_WRITTEN EXERCISE_. Report every line in the data below that contains the word "appreciated".

------ EXERCISE INPUT ------

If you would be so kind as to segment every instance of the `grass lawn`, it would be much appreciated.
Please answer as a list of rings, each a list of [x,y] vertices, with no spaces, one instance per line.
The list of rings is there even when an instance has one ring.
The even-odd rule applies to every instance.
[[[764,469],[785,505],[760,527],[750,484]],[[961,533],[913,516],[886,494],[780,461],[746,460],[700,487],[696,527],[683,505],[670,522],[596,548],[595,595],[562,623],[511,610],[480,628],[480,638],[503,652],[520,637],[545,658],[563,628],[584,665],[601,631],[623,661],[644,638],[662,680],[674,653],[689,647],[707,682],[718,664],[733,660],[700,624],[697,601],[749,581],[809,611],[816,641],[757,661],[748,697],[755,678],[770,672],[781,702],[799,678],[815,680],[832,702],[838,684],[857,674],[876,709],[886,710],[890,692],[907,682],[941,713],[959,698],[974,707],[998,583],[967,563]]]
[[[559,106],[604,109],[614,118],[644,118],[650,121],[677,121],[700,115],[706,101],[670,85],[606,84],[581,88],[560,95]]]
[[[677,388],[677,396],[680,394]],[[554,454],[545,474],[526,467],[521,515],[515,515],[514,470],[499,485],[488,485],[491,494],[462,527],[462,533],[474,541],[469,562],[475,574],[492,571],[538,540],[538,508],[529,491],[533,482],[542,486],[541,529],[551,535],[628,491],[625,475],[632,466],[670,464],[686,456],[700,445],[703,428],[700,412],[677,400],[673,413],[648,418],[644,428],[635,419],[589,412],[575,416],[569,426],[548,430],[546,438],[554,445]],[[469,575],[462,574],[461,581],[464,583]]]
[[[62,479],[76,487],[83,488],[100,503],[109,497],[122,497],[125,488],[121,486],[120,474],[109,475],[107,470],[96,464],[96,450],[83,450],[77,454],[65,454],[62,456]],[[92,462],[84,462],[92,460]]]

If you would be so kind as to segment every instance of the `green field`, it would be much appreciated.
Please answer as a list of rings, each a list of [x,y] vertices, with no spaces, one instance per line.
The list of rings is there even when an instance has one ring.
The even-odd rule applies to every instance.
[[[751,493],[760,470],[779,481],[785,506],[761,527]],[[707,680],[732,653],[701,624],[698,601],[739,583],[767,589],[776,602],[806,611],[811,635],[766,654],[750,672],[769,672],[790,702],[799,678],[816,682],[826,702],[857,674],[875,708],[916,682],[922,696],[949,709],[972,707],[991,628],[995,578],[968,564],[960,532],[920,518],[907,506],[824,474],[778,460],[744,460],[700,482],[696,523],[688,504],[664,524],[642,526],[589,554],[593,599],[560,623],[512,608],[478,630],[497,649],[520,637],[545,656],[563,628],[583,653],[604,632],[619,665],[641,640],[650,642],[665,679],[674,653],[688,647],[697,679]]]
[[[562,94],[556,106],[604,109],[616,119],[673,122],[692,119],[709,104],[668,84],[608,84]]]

------

_RESULT_.
If you would be so kind as to segment every instance of the `grass lawn`, it would be much appreciated.
If you would be so kind as to segment every instance of the `green field`, it would be much appreciated.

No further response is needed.